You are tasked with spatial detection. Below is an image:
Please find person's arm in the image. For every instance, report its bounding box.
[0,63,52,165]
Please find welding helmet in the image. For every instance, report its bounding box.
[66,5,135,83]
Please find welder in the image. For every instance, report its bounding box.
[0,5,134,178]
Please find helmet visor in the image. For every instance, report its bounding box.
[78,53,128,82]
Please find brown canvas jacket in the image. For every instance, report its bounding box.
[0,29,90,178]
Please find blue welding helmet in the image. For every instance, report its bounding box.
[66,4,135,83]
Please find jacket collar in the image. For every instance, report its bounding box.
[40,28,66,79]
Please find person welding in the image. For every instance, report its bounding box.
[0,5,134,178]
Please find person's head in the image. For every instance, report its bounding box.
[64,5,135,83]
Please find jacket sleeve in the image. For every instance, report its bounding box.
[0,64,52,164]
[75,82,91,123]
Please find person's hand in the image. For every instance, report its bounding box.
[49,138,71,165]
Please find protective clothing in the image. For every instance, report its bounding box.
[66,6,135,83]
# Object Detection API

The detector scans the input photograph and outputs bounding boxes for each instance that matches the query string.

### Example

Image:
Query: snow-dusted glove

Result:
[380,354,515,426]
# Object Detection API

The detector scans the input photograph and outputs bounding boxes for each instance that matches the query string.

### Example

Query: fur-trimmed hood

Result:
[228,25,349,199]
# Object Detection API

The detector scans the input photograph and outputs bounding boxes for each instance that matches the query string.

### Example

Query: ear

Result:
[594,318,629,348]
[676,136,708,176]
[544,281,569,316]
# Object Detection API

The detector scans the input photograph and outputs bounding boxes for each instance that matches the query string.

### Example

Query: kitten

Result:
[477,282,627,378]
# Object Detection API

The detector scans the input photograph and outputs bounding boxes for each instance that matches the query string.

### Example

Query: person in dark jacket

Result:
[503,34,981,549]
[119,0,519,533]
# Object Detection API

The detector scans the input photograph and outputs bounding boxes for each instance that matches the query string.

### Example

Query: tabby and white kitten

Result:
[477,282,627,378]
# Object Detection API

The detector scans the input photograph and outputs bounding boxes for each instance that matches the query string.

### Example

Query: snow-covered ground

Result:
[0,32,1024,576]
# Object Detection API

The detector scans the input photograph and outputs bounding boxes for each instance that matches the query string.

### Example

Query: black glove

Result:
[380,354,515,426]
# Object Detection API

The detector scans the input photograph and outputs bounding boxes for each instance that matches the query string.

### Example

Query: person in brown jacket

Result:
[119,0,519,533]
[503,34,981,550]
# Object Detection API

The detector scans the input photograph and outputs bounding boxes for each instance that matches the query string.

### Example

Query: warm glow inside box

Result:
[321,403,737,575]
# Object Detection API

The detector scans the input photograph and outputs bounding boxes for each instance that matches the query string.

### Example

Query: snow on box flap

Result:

══════

SHORT PROBLEM: Turn every line of the rows above into a numbered list, and leave out the blank lines.

COMPLETE RESPONSE:
1. You are tasked with spatial detection. Below is an image:
2. Please find person's arm in the image. For every instance, report its bounding box.
3. [0,63,52,165]
4. Please find welding helmet in the image. For every instance, report its bounding box.
5. [66,5,135,83]
6. Please find welder in the image. For every instance, report its bounding box.
7. [0,5,134,178]
8. Please find helmet visor in the image. For every instance, report its bounding box.
9. [78,53,128,82]
10. Please find brown canvas jacket in the image. For every instance, report its bounding box.
11. [0,29,90,178]
12. Please find blue welding helmet in the image. For every instance, report its bounding box.
13. [66,4,135,83]
14. Please find jacket collar in the image. For every instance, report its bounding box.
15. [40,28,66,79]
16. Please find person welding in the image. For every instance, report its bounding box.
17. [0,5,134,178]
18. Please find person's head in the image. For every instance, report its bounding box.
19. [64,5,135,83]
20. Please find jacket sleeve in the image. For every instance, report its bounding box.
21. [0,64,52,164]
22. [75,82,91,123]
23. Please find person's hand in the image. For every instance, report its bounding box.
24. [49,138,71,165]
25. Please find protective clothing in the image. For every instance, report its bounding box.
26. [66,6,135,83]
27. # Object Detection API
28. The detector scans the input photograph and outputs bounding boxes for each instance that matches the query string.
29. ### Example
30. Image:
31. Query: snow-dusted glove
32. Result:
33. [380,354,515,426]
34. # Object Detection API
35. The detector scans the input photograph and outputs bounding boxes for each instance that matches the query string.
36. ### Example
37. Query: fur-trimmed hood
38. Result:
39. [228,25,349,199]
40. # Object Detection API
41. The detector scans the input photograph and outputs bounding boxes for each instance that matches the query string.
42. ### Example
43. Query: ear
44. Result:
45. [594,318,629,348]
46. [676,136,708,176]
47. [544,281,569,316]
48. # Object Detection API
49. The detector scans the input photograph and outputs bounding boxes for each instance that matches the query string.
50. ### Example
51. Query: kitten
52. Result:
53. [477,282,627,378]
54. # Object Detection API
55. The detector scans the input photograph and outputs bounding boxes for each instance that matches the query string.
56. ### Example
57. Query: person in dark jacket
58. Result:
59. [503,34,981,549]
60. [119,0,519,533]
61. # Object Detection API
62. The detector scans the input photograph and outputs bounding boxes for each instance that matches the query string.
63. ### Example
64. Query: tabby and white kitten
65. Result:
66. [477,282,627,378]
67. # Object Detection API
68. The detector scans the input photograph and outputs bounding boxes for each instance that matches the query string.
69. ### Example
70. Query: snow-covered ground
71. Result:
72. [0,32,1024,576]
73. # Object Detection API
74. The detector scans the input photograph and outputs bounding boxes for each instance that matches the query string.
75. ### Example
76. Query: black glove
77. Result:
78. [380,354,515,426]
79. # Object Detection API
80. The detector scans the input photograph and outputs bounding boxes for each instance that matches the query string.
81. ### Example
82. Query: person in brown jacket
83. Result:
84. [119,0,519,533]
85. [503,34,981,550]
86. # Object Detection API
87. The detector scans the input photograph and outputs bounding boxes for each instance that matches the query string.
88. ### Example
89. Query: warm glow inside box
90. Result:
91. [321,403,737,575]
92. # Object Detection API
93. The detector scans the input photograph and outputs bounding boxes for each instance that matches the query string.
94. ### Example
95. Query: snow on box flap
96. Result:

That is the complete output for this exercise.